EXERCISE BRIEF: Rewrite the material below, from its start through the line containing "(1060, 597)", as a JSON list of strings with one string per line and blank lines omitted.

____

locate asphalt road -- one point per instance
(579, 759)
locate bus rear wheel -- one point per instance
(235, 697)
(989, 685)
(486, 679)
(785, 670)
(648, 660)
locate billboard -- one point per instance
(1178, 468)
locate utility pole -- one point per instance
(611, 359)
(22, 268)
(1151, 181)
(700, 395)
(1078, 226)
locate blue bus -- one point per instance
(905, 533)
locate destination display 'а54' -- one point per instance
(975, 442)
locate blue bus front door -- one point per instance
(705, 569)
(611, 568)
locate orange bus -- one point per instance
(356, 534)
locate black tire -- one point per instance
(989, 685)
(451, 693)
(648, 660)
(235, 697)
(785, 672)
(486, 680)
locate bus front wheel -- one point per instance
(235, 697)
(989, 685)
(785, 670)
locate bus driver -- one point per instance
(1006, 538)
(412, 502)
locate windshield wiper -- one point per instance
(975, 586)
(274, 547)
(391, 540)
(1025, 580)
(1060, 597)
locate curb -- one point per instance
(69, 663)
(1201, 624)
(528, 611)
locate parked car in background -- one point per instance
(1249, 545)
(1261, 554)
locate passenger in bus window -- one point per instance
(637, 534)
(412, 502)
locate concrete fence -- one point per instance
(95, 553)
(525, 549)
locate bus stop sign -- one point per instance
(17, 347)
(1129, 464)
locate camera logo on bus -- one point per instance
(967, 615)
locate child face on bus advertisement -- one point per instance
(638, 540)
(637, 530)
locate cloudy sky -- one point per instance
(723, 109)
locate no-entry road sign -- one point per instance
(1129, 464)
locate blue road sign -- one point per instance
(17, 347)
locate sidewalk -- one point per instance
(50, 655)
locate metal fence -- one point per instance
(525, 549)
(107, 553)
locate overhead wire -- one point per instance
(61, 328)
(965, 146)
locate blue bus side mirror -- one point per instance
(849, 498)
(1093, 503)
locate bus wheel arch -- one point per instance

____

CORRECT RESULT:
[
  "locate asphalt road -- one point per instance",
  "(579, 759)",
  "locate bus rear wheel -- one point per instance",
  "(235, 697)",
  "(989, 685)",
  "(486, 679)",
  "(785, 670)",
  "(648, 660)",
  "locate billboard -- one point per instance",
  "(1178, 468)",
  "locate utility pole -- one point per instance",
  "(611, 359)",
  "(22, 268)",
  "(1151, 181)",
  "(700, 395)",
  "(1078, 226)",
  "locate blue bus -- one point per instance",
  "(905, 533)",
  "locate destination display 'а54' -- one point per instance",
  "(975, 442)",
  "locate blue bus front door -- one point per instance",
  "(705, 569)",
  "(611, 568)",
  "locate orange bus -- one point per instance",
  "(356, 534)",
  "locate black tire -- one point per instance",
  "(989, 685)",
  "(451, 693)",
  "(648, 660)",
  "(235, 697)",
  "(785, 672)",
  "(486, 680)",
  "locate bus front wheel -- one point per instance",
  "(235, 697)",
  "(989, 685)",
  "(785, 670)",
  "locate bus driver -- one point per instance",
  "(1006, 538)",
  "(412, 502)",
  "locate windshield wiper -- one point per instance",
  "(975, 586)",
  "(274, 547)",
  "(391, 540)",
  "(1025, 580)",
  "(1060, 597)"
]